■ **Data for this exercise**:
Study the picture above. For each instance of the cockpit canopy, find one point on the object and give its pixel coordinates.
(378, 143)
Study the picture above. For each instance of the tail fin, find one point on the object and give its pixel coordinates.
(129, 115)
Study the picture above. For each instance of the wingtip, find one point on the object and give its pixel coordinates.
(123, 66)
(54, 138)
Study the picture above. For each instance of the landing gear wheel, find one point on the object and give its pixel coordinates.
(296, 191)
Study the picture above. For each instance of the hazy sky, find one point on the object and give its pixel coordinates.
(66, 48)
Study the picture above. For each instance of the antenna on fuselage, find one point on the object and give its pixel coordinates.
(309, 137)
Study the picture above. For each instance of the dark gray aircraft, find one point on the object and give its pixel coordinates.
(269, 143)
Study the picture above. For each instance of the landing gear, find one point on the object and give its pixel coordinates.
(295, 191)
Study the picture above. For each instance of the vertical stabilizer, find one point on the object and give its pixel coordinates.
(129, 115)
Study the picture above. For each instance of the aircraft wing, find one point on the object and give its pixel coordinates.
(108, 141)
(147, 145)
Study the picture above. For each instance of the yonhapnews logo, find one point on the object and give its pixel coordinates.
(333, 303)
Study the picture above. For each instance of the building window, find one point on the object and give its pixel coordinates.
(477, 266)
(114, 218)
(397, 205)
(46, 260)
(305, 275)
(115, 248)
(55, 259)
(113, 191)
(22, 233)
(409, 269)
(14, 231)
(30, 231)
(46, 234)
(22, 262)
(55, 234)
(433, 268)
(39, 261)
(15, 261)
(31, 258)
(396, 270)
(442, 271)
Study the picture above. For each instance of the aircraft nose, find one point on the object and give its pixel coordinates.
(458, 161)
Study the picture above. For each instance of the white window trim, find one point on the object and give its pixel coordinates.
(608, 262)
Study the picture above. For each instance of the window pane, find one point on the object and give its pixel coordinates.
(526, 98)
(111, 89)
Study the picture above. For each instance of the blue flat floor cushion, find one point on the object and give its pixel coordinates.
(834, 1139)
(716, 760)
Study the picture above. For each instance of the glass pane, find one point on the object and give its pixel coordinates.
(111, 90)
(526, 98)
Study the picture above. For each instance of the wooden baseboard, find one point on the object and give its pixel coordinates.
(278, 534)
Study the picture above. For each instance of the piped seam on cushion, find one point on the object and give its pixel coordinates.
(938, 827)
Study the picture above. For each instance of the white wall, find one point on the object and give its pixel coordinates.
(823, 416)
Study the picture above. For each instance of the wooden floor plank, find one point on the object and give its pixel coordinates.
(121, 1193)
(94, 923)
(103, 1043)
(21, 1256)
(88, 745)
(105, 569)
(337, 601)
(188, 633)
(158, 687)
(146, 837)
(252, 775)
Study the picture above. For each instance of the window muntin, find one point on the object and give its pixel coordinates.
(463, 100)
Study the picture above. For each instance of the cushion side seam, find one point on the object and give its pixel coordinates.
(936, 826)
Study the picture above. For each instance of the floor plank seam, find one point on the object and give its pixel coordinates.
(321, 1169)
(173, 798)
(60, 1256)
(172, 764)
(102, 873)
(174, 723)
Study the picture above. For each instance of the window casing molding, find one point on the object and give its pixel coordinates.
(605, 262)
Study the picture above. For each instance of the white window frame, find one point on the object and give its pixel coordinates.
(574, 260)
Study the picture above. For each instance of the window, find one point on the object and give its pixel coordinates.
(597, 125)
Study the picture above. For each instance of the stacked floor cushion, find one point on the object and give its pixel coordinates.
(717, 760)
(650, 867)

■ **Task requirements**: Exactly as they stand, write out all of the entries.

■ **Solution for this exercise**:
Study the picture above. For each instance of the cockpit canopy, find one point on the object and give its pixel coordinates.
(378, 143)
Study the picture above. For each instance of the tail fin, find one point on the object and give its pixel coordinates.
(129, 115)
Study the picture above. For each instance of the wingtip, find one point on the object and give its pixel coordinates.
(123, 66)
(54, 138)
Study the picture above. For each instance of the landing gear wheel, find one point on the object and give its pixel coordinates.
(296, 191)
Study the picture above. For each instance of the hazy sky, find one point on the object and give its pixel coordinates.
(66, 48)
Study the picture above. For each instance of the antenna on fuselage, find one point on the object and give its pixel coordinates.
(309, 137)
Study the picture above. For each instance of the dark gray aircraft, find one point on the object and give its pixel coordinates.
(269, 143)
Study the picture above. For each instance of the landing gear, find one point on the object and give its pixel coordinates.
(295, 191)
Study the picture above. For each instance of the vertical stabilizer, find one point on the object and give its pixel coordinates.
(129, 115)
Study the picture above. For each instance of the aircraft wing, find one point on the object and give its pixel coordinates.
(108, 141)
(147, 145)
Study the picture above. For each instance of the yonhapnews logo, find one point on the object and give its pixel coordinates.
(333, 303)
Study the picture above. For each instance of the building window, find one point on the object and give its pixel coordinates.
(477, 266)
(114, 218)
(397, 205)
(46, 260)
(305, 275)
(115, 248)
(55, 259)
(113, 191)
(22, 233)
(409, 269)
(14, 231)
(30, 231)
(46, 234)
(22, 262)
(55, 234)
(433, 268)
(39, 261)
(15, 261)
(31, 258)
(396, 270)
(442, 271)
Study the picture above. For each instance of the aircraft nose, find one point on the object and give its pixel coordinates.
(458, 161)
Study the picture above. For each instance of the white window trim, find one point on the object and give its pixel coordinates.
(608, 262)
Study the picture above. For each instance of the window pane, find one point on the object and give its pixel coordinates.
(526, 98)
(111, 89)
Study the picture above. For each instance of the blue flat floor cushion, find one point on the object and give its pixel coordinates.
(834, 1139)
(716, 760)
Study the picture above. For each instance of the glass pane, find one point on the object and give its pixel coordinates.
(111, 90)
(526, 98)
Study the picture above. For each instance of the wooden baseboard, find one point on the object and give its pixel coordinates.
(278, 534)
Study the picture above. For each instance of the piped seam on cushion, find one point on the object and give its pixel coordinates.
(938, 827)
Study the picture above. For each instance of the white wall, find one point on the object and give its pixel coordinates.
(823, 416)
Study the picture above. For each instance of the wooden floor plank, find one point on the object and give its pixel coordinates.
(121, 1193)
(94, 923)
(103, 1043)
(21, 1256)
(88, 745)
(105, 569)
(337, 601)
(188, 633)
(158, 687)
(146, 837)
(252, 775)
Study the picture above. For each instance of the window muntin, find one point on the object and give its pixel coordinates.
(463, 100)
Study the picture above. For each instance of the cushion side seam, find one point on the object and give its pixel coordinates.
(936, 826)
Study the picture above. For each instance of the floor plank seam, find one point on the object and give its pixel coordinates.
(321, 1169)
(173, 798)
(60, 1256)
(172, 764)
(102, 873)
(174, 723)
Study the picture above. For each instance of the window casing molding, find one point on the object and give its pixel coordinates.
(605, 262)
Study the picture above. For each instance of the white window frame, find one point on the object and give its pixel coordinates.
(574, 260)
Study the picture above. For each instance of the window, find one point on the object and give its pixel coordinates.
(597, 125)
Study the picture above. For each instance of the stacked floor cushion, find one point on the object and give its pixel coordinates.
(717, 760)
(650, 867)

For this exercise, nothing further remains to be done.